> **Dataset excerpts**
'''
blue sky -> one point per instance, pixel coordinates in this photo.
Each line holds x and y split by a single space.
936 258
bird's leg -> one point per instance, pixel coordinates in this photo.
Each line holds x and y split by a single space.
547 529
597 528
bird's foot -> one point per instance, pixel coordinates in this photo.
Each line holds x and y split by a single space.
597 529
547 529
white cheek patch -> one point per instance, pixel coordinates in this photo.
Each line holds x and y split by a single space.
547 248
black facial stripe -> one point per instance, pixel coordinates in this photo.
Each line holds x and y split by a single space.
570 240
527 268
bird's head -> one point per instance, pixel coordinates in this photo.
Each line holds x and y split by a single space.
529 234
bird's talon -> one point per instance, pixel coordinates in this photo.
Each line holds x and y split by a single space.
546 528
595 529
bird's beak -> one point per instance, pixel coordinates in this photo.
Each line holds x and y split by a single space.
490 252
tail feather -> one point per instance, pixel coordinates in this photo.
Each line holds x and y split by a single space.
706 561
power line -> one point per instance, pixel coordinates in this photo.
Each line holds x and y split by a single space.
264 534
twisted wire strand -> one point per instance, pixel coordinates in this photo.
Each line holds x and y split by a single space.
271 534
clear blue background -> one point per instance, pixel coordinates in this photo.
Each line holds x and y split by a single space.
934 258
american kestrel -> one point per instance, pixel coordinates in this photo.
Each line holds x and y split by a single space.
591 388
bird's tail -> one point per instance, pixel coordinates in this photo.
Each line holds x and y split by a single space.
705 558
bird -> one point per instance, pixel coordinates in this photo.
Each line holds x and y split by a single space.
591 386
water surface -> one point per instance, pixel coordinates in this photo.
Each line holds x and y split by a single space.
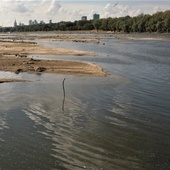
117 122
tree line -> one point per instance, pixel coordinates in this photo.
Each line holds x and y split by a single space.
158 22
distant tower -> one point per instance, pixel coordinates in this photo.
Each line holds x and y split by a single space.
96 16
15 24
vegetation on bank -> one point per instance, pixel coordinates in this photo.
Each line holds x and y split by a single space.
158 22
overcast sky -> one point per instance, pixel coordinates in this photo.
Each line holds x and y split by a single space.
69 10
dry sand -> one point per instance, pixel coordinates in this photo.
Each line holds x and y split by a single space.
13 57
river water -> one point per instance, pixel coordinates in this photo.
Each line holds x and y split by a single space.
121 121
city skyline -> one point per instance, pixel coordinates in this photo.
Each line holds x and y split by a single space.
69 10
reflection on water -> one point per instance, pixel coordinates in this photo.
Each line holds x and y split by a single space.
116 122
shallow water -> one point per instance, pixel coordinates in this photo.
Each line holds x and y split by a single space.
117 122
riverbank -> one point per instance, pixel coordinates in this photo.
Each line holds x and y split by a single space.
76 68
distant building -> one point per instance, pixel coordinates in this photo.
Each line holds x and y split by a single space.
96 16
42 22
84 18
30 22
15 23
33 22
21 24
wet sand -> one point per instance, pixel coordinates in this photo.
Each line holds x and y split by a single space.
76 68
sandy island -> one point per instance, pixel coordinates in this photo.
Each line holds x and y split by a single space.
13 58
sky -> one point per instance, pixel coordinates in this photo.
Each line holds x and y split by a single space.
71 10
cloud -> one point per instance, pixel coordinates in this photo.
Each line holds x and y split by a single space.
120 11
54 7
21 8
156 9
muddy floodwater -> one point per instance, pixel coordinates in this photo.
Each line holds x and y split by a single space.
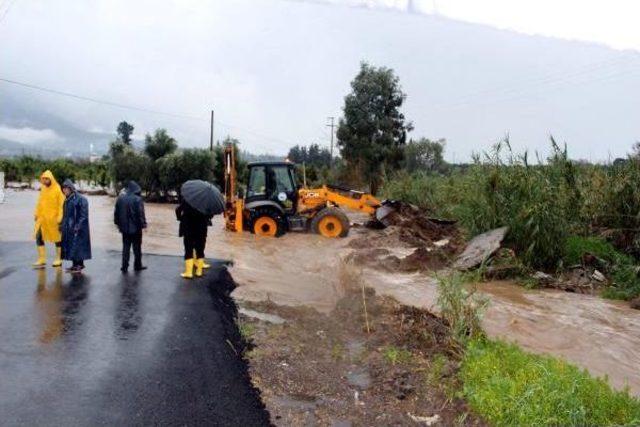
'''
Can you update the records above so that "pixel coordinates" becomes "image coordinates" throughout, with nothing else changed and the pictures left out?

> **Answer below**
blue sky -> one point per instance, image coordinates in this photo.
Each line holds x and y split by a single space.
936 258
bird's leg -> one point per instance, image coordinates in this photo.
Each line holds x and y split by a single space.
547 529
597 528
bird's foot -> one point per instance, image coordinates in this photo.
Each line holds x and y split by a single space.
597 529
547 529
white cheek patch -> one point per instance, image coordinates in this photo.
Each line holds x and y split by a single space.
547 248
black facial stripe -> one point per instance, image coordinates in this photo.
Each line holds x and y split by a single space.
570 240
527 268
bird's head -> one point per instance, image coordinates in this photo.
Each line holds x and y split by a single space.
529 234
bird's talon -> one point per instance, image coordinates in this photo.
Each line holds x and y split by a single space.
546 528
595 529
bird's beak -> one point per instance, image coordinates in this photo.
Each line holds x and y split by a single space.
490 252
tail feather -> one point per instance, image coordinates in this photo.
Each line holds x and y split by a single space.
706 561
power line -> one point per instance, image coordinates in this photo.
Each line holds x and y split by a single space.
264 534
twisted wire strand -> one point per instance, image coordinates in this photo.
Each line holds x and y split by a single space.
271 534
clear blue background -> one point per instance, image coordinates in this photo.
Each line holds x and y split by a single space.
934 258
american kestrel -> one point per instance, image coordinates in this photo.
Each line holds x and y split by a single space.
591 388
bird's tail -> one point per instance, image coordinates in this photo.
Each line holds x and y split by a single space.
705 558
bird -> one point per instance, image coordinates in this photo.
Each line holds x and y split by a single space.
591 386
water surface -> one point per instance, image coordinates in this photo.
Each line holds x and y split by a single space.
117 122
tree line -> one point per instance, image coordinates in this photo.
Each line holds x and y split by a single space.
158 22
distant tower -> one point per instance, image coordinates in this photo.
Each line holds x and y split by a single space.
96 16
15 24
vegetation on bank -> one point per instance, image coordinates in this photo.
Each line holds x and y split by a single space.
158 22
overcast sky -> one point per instance, image coordinates in this photo.
Each line holds x and y split by a single space.
69 10
dry sand -> one point per instance, image coordinates in this photo.
Each line holds x and y split by a single space.
13 57
river water -> one point per instance, image coordinates in this photo.
Each line holds x and y split by a single space.
121 121
city skyline -> one point per instance, image coordinates in this photo.
Each line holds x and y split by a single space.
69 10
reflection on water -> one point per instance, image coordinates in this photo.
Each line holds x and y split by a single space.
116 122
shallow water -> one point per instance, image coordinates in this photo.
Each line holds x and y split by a single space.
117 122
riverbank -> one point per instance, image coordinates in this photo.
Each line holds x and y split by a single space.
76 68
distant building -> one point per instance, image coordinates in this photo.
Each line holds x and y split by a single space.
96 16
42 22
84 18
30 22
15 23
33 22
21 24
wet sand -> one point per instance, image coordinates in this photo.
Each line holds x and y split by a single space.
76 68
sandy island -> one point per instance, image coordinates in this photo.
Each line holds x and y split by a single space.
13 58
sky -> one point per instance, image coordinates in this photo.
Each line holds x and y split by a single space.
71 10
cloud -> one point per instance, image coordinates in this photo.
Each line holds x and y split by a single space.
120 11
54 7
21 8
156 9
muddy floodwater -> one point per instance, image coordinates in this photo.
Each line holds x and y split by a single space.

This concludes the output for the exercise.